▶ **課題一覧**
- A) 記録の先頭から「(106, 17), (157, 58)」を含む行までを、「antler tine」を「antler point」に置き換え、ほかは一切変えずに書き出すこと。画像は省くこと。
- B) 板硝子の横領をめぐる判決文について、最後の文の後に続く部分を書くこと。

=== 出典文書 ===

次に被告人が右板硝子に所有者があることを知りながら、これを自己に領得しようとしたかどうかについて判断するに、被告人自らも認める通り、埋蔵物発見届を出すまでは、占領軍が接収したもので、国が管理しているものと思つていたこともあつたことや日比英男、藤本悦治、橋本憲一、長野専一の司法警察員及び検察事務官に対する各供述調書、原審証人子安光雄、同日比英男、同浅野英三、同橋本惣一、同藤本悦治に対する各証人尋問調書、丹羽清人に対する調査書によれば、被告人は、本件板硝子は、終戦後接収物件として国が管理していたものであるが、昭和二十三年五月二十一日以後は、岐阜紡績株式会社が管理するようになつたものでその所有者は、国か右会社かどちらかであると感付いていたことが十分に認められる。即ち昭和二十三年五月二十一日頃岐阜紡績株式会社の日比英男から、右板硝子は、工場建物の整理用として使用することを許可されたから掘り出すことを承諾されたいと申し込まれ、その後再三同様の請求を受けたことがあり、被告人の長男清人が右工場敷地内に埋めてあつた板硝子を窃んで検挙せられ起訴猶予になつたことがあり、被告人は、右日比英男と交渉中右岐阜紡績株式会社が右板硝子について正当な権限があることを証明する文書を示せと要求して、右板硝子の発掘を拒否したり、発掘するために被告人が蒙る損害の賠償について話合があつたことや岐阜経済調査庁から調査に来たとき、被告人も立会い、右板硝子の所有者は不明であると決つたのでなく、隠退蔵物資か又は他に所有者があるのか法規を調査する必要があると言われ、その後間もなく右調査庁も右板硝子の所有者は、豊田自動車工業株式会社と確認したことが認められるから、被告人も、法律上明確に所有者を確定することはできなかつたにしても、国所有かさもなくば工場主である岐阜紡績株式会社の権限に属するものと認め、全く所有者不明のものとは思つて居なかつたことが明らかに認められる。而して、前記の如く客観的に所有者は確定して居り、主観的にも所有者があることを知りながら右板硝子を取得するため、所有者不明の板硝子を発見したと虚偽の埋蔵物発見届を出し、その際警察官に右板硝子については、岐阜紡績株式会社との間に発掘について争があることなど全く秘し、右板硝子について権限のあることを主張して居る者が全く存在せず、真正に埋蔵物を発見したかの如く装つてその手続をして原判示の通り板硝子を領得したのであるから、被告人に不法領得の意思即ち横領の犯意があつたことは明らかである。以上の認定と比べるとき、原判決は措辞妥当を欠いたり又は判決に影響を及ぼすこと明らかでない枝葉末節の点に属する事実誤認はあるが、犯罪事実の点においては、前記説明と全く同趣旨の認定及び解釈をしているから、原判決には、結局判決に影響を及ぼす程度の事実誤認はなく、又法令の解釈適用にも誤りはなく、論旨は理由がないことになる。

=== データ抜粋 ===

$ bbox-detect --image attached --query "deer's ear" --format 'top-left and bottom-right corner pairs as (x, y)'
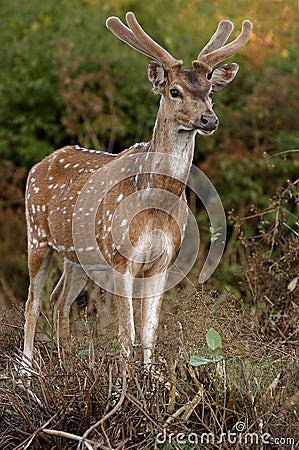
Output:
(209, 63), (239, 92)
(147, 61), (166, 94)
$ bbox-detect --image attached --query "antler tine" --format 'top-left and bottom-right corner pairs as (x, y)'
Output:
(199, 20), (252, 67)
(126, 12), (183, 69)
(197, 20), (234, 60)
(106, 17), (157, 58)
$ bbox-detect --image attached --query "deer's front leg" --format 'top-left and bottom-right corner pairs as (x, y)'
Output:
(51, 258), (88, 341)
(23, 247), (53, 366)
(114, 273), (135, 357)
(141, 272), (166, 366)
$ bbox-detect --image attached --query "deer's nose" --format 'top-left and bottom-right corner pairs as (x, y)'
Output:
(200, 114), (219, 131)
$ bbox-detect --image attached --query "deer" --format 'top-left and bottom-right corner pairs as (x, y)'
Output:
(23, 12), (252, 366)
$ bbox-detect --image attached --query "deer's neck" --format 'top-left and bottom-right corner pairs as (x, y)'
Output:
(148, 100), (196, 190)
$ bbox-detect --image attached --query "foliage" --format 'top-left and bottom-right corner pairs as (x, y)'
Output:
(190, 328), (223, 367)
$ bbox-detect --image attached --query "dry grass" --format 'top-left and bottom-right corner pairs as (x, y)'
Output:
(0, 290), (299, 450)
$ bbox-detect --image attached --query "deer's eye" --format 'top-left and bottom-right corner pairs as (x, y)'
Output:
(169, 88), (180, 98)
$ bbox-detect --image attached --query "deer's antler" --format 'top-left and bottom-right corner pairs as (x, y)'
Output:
(197, 20), (252, 68)
(106, 12), (183, 69)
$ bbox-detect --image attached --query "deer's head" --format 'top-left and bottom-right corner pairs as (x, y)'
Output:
(106, 12), (252, 134)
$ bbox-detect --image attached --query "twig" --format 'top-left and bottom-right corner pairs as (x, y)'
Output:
(43, 429), (95, 450)
(77, 362), (127, 450)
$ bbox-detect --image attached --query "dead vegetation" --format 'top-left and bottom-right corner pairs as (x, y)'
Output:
(0, 291), (299, 450)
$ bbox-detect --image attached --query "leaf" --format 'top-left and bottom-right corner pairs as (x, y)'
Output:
(206, 328), (222, 351)
(190, 356), (212, 367)
(190, 355), (223, 367)
(288, 277), (299, 292)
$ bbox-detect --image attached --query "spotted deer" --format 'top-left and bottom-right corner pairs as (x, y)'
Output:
(23, 12), (251, 365)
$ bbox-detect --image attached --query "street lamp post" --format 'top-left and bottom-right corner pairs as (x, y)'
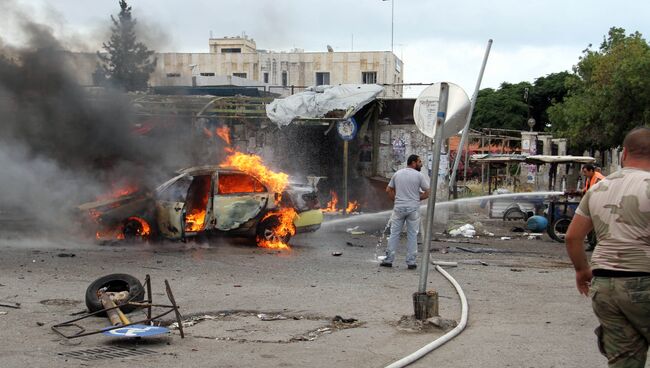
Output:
(381, 0), (395, 52)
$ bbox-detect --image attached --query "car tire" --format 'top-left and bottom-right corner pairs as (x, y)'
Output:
(256, 216), (291, 244)
(548, 216), (571, 243)
(86, 273), (144, 315)
(503, 207), (528, 222)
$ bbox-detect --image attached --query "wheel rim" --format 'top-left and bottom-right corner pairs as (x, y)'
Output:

===

▶ **課題別の回答**
- A)
$ bbox-detect --image attached --query "deer's ear" --format 'top-left and bottom-right corner pairs as (x, y)'
Output:
(209, 63), (239, 92)
(147, 61), (166, 94)
$ bbox-detect --image attached --query "antler point" --format 'top-left and bottom-right corner pairs as (x, y)'
Output:
(199, 20), (252, 67)
(126, 12), (183, 69)
(197, 20), (234, 60)
(106, 17), (157, 58)

- B)
よつて刑事訴訟法第三百九十六条により、本件控訴を棄却し、同法第百八十一条により、当審における訴訟費用は、被告人の負担とする。
(裁判長判事 高城運七 判事 長尾信 判事 赤間鎭雄)
弁護人長尾文次郎の控訴趣意
原判決は事実の誤認があつてその誤認が判決に影響を及ぶす事明らかなるを以て破棄を免れないものと信ずる。即ち第一審判決に依れば被告人丹羽文助の所為を有罪と認定し刑法第二百五十二条の横領罪を以つて擬律し右認定の証拠中に被告人に対する司法警察員の第一、二回各供述調書、被告人に対する検察事務官及検察官の各供述調書を掲げて居るのであるが右いづれの供述調書に於ても被告人は本件物件の板硝子が何人の所有に属するかを確認しなかつた事実を終始一貫主張して居り換言すれば所有権者不明の当該物件が事実上被告人の耕作しつつあつた畑に埋蔵されている為盗難を慮つて羽島地区警察署に対し正当な埋蔵物発見届をなし、その法定期間の経過の結果、自己に右物件の所有権が帰属したるを以てこれを発掘の上自己の所持に移したのである。従つてそこに何ら不法領得の意思の無いことが明白に看取し得られる。而して右判決に掲げる爾余の証拠に依つては当時第三者的立場に在つた被告人に該物件の所有権者が何人であるかを確知せしめる程度の手段方法を尽したものと認め得べき何物をも発見することが出来ないのである。にも不拘判決挙示の証拠を以て恰も「被告人が当該物件の所有権者を知悉していたものと認定し左様な認識の下に被告人が自己耕作中の畑に右物件が埋蔵されて居るのを奇貨とし、不法領得の意思を以つて不正なる埋蔵物発見届によりその所有権を自己に移し以てこれを横領したもの」と認定したことは明らかに判決に影響を及ぼすべき事実の誤認があるものと謂わざるを得ない。
よつて原判決はこれを破棄し適当な判決を希望する次第であります。
弁護人江口三五の控訴趣意
原判決は罪とならない事実を有罪と認定した違法がある。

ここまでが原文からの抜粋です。